(Task directions) Please print every line of the listing, unchanged.

===

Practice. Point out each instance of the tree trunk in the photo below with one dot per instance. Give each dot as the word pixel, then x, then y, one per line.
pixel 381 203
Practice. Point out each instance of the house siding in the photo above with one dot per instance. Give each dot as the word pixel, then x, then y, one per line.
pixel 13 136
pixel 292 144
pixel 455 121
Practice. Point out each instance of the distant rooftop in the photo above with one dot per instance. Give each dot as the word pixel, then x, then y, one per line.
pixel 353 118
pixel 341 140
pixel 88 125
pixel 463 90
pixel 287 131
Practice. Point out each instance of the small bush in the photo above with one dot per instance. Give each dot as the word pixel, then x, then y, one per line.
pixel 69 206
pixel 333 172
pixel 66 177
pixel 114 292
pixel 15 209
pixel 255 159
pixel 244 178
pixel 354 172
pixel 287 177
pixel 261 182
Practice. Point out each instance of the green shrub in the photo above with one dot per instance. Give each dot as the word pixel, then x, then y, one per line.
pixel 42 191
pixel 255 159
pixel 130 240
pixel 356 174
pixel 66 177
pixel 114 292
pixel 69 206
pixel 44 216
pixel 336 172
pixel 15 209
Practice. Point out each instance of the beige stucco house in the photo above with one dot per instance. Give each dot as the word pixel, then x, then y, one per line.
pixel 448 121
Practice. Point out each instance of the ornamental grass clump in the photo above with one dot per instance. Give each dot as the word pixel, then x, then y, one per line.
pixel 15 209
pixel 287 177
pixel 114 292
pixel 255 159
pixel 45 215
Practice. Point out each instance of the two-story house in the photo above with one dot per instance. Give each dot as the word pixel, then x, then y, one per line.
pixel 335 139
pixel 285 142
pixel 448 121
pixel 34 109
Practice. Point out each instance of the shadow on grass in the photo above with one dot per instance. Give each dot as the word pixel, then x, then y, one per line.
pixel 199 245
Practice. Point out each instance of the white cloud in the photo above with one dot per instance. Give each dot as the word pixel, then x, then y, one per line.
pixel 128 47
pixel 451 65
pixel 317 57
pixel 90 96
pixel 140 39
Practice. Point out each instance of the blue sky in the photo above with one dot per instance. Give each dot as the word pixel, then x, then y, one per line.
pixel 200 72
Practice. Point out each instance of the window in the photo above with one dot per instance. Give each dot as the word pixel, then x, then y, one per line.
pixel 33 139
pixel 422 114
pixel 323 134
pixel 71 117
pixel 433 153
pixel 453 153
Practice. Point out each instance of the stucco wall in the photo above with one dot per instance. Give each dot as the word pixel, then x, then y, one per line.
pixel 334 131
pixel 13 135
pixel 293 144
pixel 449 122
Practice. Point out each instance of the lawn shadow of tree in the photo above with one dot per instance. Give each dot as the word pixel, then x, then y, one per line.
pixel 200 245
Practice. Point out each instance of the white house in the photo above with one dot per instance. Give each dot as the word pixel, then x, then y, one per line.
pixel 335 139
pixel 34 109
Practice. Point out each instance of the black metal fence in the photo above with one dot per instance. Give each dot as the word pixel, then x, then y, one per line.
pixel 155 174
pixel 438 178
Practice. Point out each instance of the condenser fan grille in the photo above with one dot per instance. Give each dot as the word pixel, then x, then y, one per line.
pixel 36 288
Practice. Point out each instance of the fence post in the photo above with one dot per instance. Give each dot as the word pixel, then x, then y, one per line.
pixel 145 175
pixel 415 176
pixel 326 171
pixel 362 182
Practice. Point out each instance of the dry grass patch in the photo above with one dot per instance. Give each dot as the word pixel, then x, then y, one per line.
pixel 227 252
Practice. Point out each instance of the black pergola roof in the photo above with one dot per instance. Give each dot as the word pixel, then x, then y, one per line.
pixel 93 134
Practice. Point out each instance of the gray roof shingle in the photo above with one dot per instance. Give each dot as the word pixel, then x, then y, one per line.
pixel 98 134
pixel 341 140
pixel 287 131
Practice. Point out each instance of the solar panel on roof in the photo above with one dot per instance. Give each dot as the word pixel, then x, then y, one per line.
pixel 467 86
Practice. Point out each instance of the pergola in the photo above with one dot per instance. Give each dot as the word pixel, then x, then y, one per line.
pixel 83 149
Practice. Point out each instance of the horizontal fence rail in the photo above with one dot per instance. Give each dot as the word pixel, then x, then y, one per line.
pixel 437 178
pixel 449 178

===

(Task output)
Practice. Point out each instance of the tree trunk in the photo below with one dot per instance. Give each dot as the word pixel, then x, then y, one per line.
pixel 381 203
Practice. Point out each instance of the house siding in the photo above with one dot per instance. Give each dot as the word pixel, then x, then y, one per line.
pixel 13 136
pixel 292 144
pixel 455 121
Practice. Point out each instance of the distant rooftop in the photo above with one dot per instance. Give each dot as the word pixel, then x, then y, one per line.
pixel 353 118
pixel 341 140
pixel 88 125
pixel 463 90
pixel 287 131
Practice. Point out each instance of the small bush in the photo above with one dot per instance. Give each dot as the word pixel, then x, then y, one per line.
pixel 69 206
pixel 333 172
pixel 66 177
pixel 114 292
pixel 15 209
pixel 255 159
pixel 244 178
pixel 354 172
pixel 287 177
pixel 261 182
Practice. Point out each instance of the green shrub in the photo above with one dot per instance. Give each dot as the word pixel, then x, then y, one per line.
pixel 42 191
pixel 255 159
pixel 130 240
pixel 356 174
pixel 66 177
pixel 114 292
pixel 69 206
pixel 44 216
pixel 336 172
pixel 15 209
Practice. Point out each instance of the beige stucco house in the photo above with one dot per instance. Give each dot as the word pixel, then x, then y, one per line.
pixel 448 121
Practice. Point out each instance of the ornamental grass clump in the photo above with one dot per instance. Give each dot as the word pixel, then x, then y, one per line.
pixel 15 209
pixel 287 177
pixel 114 292
pixel 255 159
pixel 45 215
Practice. Point out each instance of the two-story house in the photo above with one dot per instance. Give each dot as the word pixel, then x, then y, one per line.
pixel 335 139
pixel 285 142
pixel 448 121
pixel 34 109
Practice. Point out each instance of the shadow on grass in the photo above with one dot per instance. Give each dot as the word pixel, then x, then y, one per line.
pixel 199 245
Practice. Point out each instance of the white cloud in the photo above with one dot per instance. Give each dot as the word pixel, then x, then y, one per line.
pixel 128 47
pixel 451 65
pixel 317 57
pixel 90 96
pixel 140 39
Practice. Point out each instance of the blue sky in the photo above with one dot per instance. Give each dot as the word pixel, then x, then y, one per line.
pixel 200 72
Practice. Point out each instance of the window in the photo above with one dot per instance. Give each dot as the word pixel, then x, then y, one per line.
pixel 33 139
pixel 422 114
pixel 323 134
pixel 71 117
pixel 433 153
pixel 453 153
Practice. Point out each instance of the stucco wall in the photo above with one dot per instance. Give each dot as the word pixel, then x, then y, one per line.
pixel 334 131
pixel 13 135
pixel 293 144
pixel 449 122
Practice. Point out each instance of the lawn shadow of tree in the photo above with one dot per instance. Give each dot as the word pixel, then x, then y, one per line.
pixel 200 245
Practice. Point out each instance of the white house in the photo above with one dot per instance. Give each dot as the word pixel, then x, then y, one per line.
pixel 335 139
pixel 34 109
Practice. Point out each instance of the black metal fence in the photo above with one dot per instance. Give each dot as the word pixel, then x, then y, one per line.
pixel 155 174
pixel 438 178
Practice. Point out each instance of the condenser fan grille in the photo above with one dot per instance. Give each dot as the word pixel, then x, then y, one per line.
pixel 36 288
Practice. Point out each instance of the fence post in the photo above with one dot per instance. Give each dot as the word pixel, then x, then y, one per line.
pixel 145 175
pixel 415 176
pixel 326 171
pixel 362 182
Practice. Point out each instance of the dry grass patch in the photo above with one dot per instance. Give each dot as the word pixel, then x, then y, one per line.
pixel 227 252
Practice. Point out each instance of the black pergola roof in the photo above with one dot per instance. Give each dot as the word pixel, then x, then y, one per line.
pixel 93 134
Practice. Point out each instance of the gray roof shingle in the photo above with one dot per instance. Give each dot as the word pixel, then x, then y, one per line.
pixel 98 134
pixel 341 140
pixel 287 131
Practice. Point out each instance of the solar panel on roof in the photo above with one dot per instance. Give each dot as the word pixel, then x, then y, one per line.
pixel 467 86
Practice. Point out each instance of the pergola in the photo above with one dot per instance. Give each dot as the word pixel, then x, then y, one per line.
pixel 83 149
Practice. Point out each instance of the horizontal fence rail in the photo above with one dot per instance. Give each dot as the word pixel, then x, then y, one per line.
pixel 437 178
pixel 449 178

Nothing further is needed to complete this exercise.